# Mac OX 10.4 Print Drivers for Epson 777i



## redback236 (Aug 30, 2005)

Help! I recently bought Mac PowerBook and now it doesn't recognize My Epson 777i inkjet printer  I went to support on Epson web site, and they don't list driver support beyond OS 9.X

Any suggestions?

thanks
Kevin


----------



## NitroNic (Oct 19, 2003)

I don't know hardly anything about this but have you heard of Gimp? Google that and see what you can find. I don't understand it all and don't pretend to, but I think Gimp is an open source make-shift driver project... so for certain OS's (like 10.4) taht don't support some of the newest printers and what not, they made a way to make some of them work. Not sure waht all is supported yet.

**PROBLEMS**
**A.** Could you reproduce the printer driver thread word for word, starting with "# Mac OX 10.4" and going on through "Any suggestions?"?
**B.** Would you take the printer driver thread further, picking up after its last sentence?
The material that comes after this is separate from the printer driver thread.

**RECORDED INFORMATION**
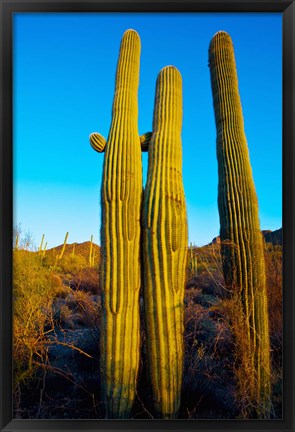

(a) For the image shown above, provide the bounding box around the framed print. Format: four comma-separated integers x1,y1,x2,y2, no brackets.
0,0,295,432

**EXERCISE ANSWERS**
**A.**
# Mac OX 10.4 Print Drivers for Epson 777i



## redback236 (Aug 30, 2005)

Help! I recently bought Mac PowerBook and now it doesn't recognize My Epson 777i inkjet printer  I went to support on Epson web site, and they don't list driver support beyond OS 9.X

Any suggestions?

**B.**
And I'm sure someone else here knows waaaaaaay more about it than what I just told you. And that's all I know about it anyway, and might not all be 100% correct on the description. Still work googling though.

Nic


----------



## NitroNic (Oct 19, 2003)

Oops, I guess it's Gimp_-Print_.

Anyway, here's a link:

http://gimp-print.sourceforge.net/MacOSX.php3

Saved you 15 seconds of googling. 

Read the FAQ, that explains alot better than I did.


----------



## shiraz71 (Feb 28, 2004)

I have been looking for exactly the same thing. My problem is the printer will run on my G5 but I can't access any of the tools for the printer.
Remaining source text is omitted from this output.